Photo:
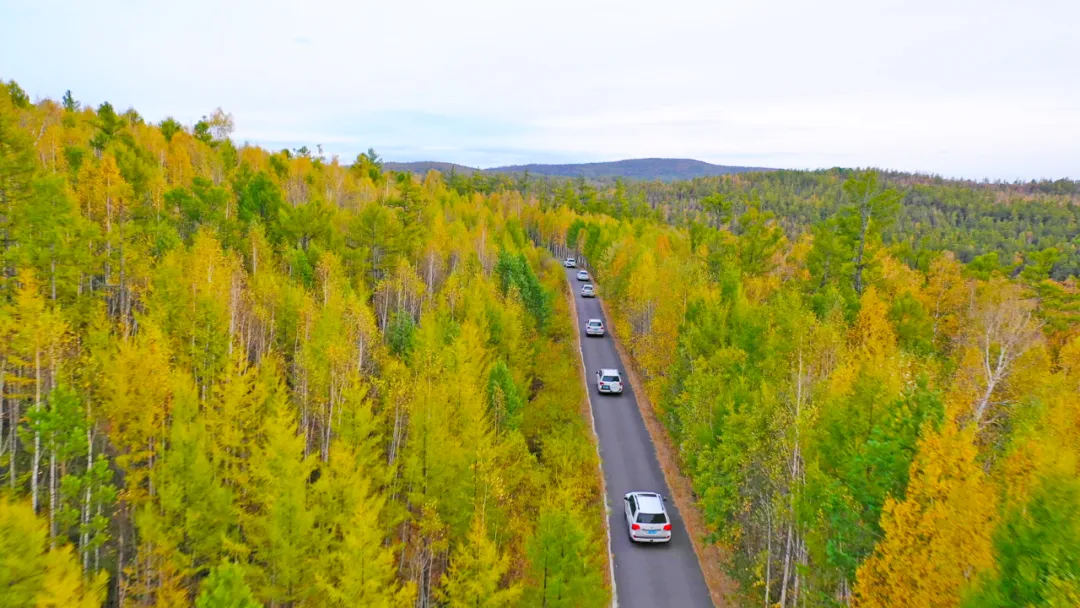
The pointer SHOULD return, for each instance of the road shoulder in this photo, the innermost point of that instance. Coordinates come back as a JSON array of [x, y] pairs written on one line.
[[721, 589], [586, 410]]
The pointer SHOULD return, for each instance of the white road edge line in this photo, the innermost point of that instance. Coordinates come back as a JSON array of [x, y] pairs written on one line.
[[599, 459]]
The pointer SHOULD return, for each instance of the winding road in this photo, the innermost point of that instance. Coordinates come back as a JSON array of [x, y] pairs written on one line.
[[647, 575]]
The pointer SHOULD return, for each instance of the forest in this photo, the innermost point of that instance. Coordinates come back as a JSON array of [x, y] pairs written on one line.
[[238, 377], [859, 430], [234, 377], [993, 226]]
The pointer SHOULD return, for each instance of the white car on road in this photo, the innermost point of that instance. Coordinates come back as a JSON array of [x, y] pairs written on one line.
[[609, 381], [646, 517]]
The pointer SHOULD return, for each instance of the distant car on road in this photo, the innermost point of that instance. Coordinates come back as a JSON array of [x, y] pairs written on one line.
[[609, 381], [646, 517]]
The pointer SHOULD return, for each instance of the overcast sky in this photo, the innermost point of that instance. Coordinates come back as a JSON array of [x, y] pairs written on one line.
[[960, 88]]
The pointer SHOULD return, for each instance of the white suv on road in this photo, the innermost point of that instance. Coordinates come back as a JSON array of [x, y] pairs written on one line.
[[646, 517], [609, 381]]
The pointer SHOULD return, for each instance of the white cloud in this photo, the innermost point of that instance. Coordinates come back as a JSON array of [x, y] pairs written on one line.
[[960, 88]]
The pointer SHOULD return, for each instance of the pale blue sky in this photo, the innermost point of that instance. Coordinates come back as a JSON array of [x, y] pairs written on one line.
[[961, 88]]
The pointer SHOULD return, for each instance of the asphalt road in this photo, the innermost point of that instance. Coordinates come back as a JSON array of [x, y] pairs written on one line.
[[645, 575]]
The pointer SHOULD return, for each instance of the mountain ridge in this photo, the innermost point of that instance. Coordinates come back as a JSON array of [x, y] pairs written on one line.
[[648, 169]]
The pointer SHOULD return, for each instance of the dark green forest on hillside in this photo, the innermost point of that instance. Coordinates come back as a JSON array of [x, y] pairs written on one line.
[[1007, 227]]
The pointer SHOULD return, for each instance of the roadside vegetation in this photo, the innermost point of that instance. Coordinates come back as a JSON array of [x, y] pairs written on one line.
[[234, 377]]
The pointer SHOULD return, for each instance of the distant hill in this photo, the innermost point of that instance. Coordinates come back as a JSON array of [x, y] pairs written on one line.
[[635, 169], [424, 166], [665, 170]]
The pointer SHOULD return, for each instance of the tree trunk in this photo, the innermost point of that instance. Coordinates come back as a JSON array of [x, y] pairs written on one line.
[[37, 434], [52, 492]]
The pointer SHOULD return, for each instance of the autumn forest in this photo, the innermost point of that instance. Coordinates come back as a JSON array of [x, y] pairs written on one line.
[[239, 377]]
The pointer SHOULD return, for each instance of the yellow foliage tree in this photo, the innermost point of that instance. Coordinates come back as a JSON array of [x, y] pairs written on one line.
[[939, 538]]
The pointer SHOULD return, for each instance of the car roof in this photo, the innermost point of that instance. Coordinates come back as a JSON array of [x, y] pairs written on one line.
[[649, 502]]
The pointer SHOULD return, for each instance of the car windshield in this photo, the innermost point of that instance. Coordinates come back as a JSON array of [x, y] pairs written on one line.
[[651, 518]]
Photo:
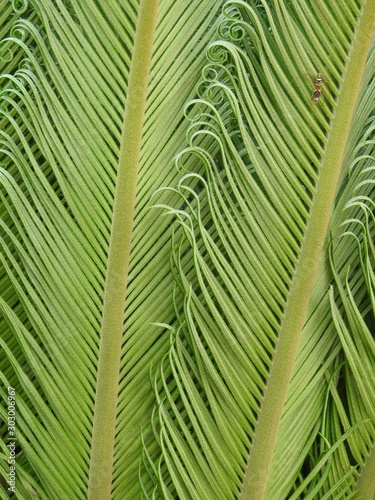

TASK REQUIREMENTS ::
Could you write out every line from the one holding "The pointer SHOULD return, for each instance of the car roof" through the end of the data, inclusive, with each coordinate in the answers shifted up by 62 and the requests kept as they are? Leave the pictures out.

SOLUTION TO THIS TASK ::
The pointer SHOULD return, for each instance of the car roof in this photo, the innermost point of that instance. Coordinates come back as a JSON array of [x, y] pairs written on one line.
[[711, 564]]
The pointer SHOULD return, for each instance of the car windshield in this photo, the innermost point of that instance. Coordinates come back as a JSON array of [x, y] pairs written on one line.
[[713, 580]]
Photo:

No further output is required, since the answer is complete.